## WHAT IS REQUIRED:
Copy out every line of the items below that contains the word "each".

## INPUT MATERIAL:
++++++++++++++++++++

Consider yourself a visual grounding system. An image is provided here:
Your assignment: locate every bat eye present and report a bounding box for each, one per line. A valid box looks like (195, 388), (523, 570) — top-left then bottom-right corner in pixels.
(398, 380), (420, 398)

++++++++++++++++++++

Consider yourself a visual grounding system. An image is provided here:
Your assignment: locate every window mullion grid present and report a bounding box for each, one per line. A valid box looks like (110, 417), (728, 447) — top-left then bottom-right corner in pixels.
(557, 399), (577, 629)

++++++++++++++++++++

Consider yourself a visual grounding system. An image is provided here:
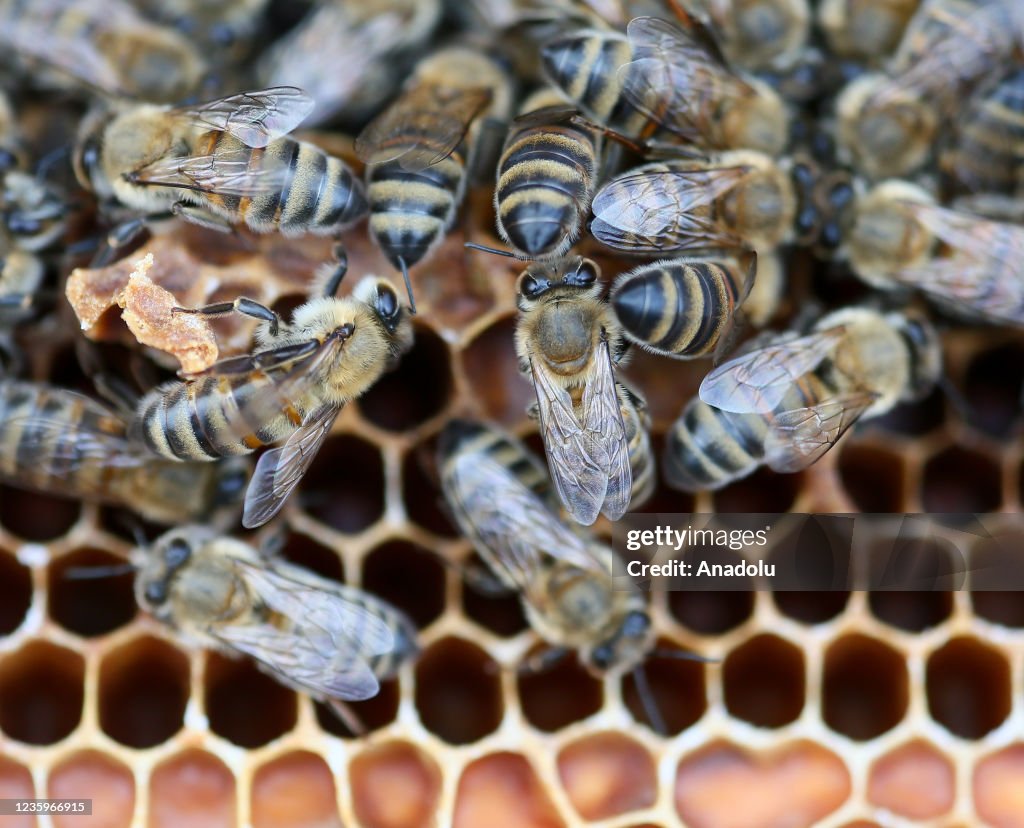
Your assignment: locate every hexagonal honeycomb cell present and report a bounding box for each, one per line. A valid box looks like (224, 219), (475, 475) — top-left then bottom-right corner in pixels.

++++++++++++++++++++

## SOLVED EXERCISE:
Your assignment: locate every bat eye present and report a bounding box for each, one per line. A valid box looks like (195, 388), (523, 570) — top-left then bottom-right corner in pixels.
Your assignment: locate every window mullion grid present and report a bounding box for each, one per line. A valid box looks like (110, 417), (728, 447) — top-left then bottom-right corner in pixels.
Your assignment: locate every hexagonal honeycomb cell present and report a bounding box for each, one per line. A valid box looks like (224, 219), (475, 475) — top-left then bottom-right corner in pixels.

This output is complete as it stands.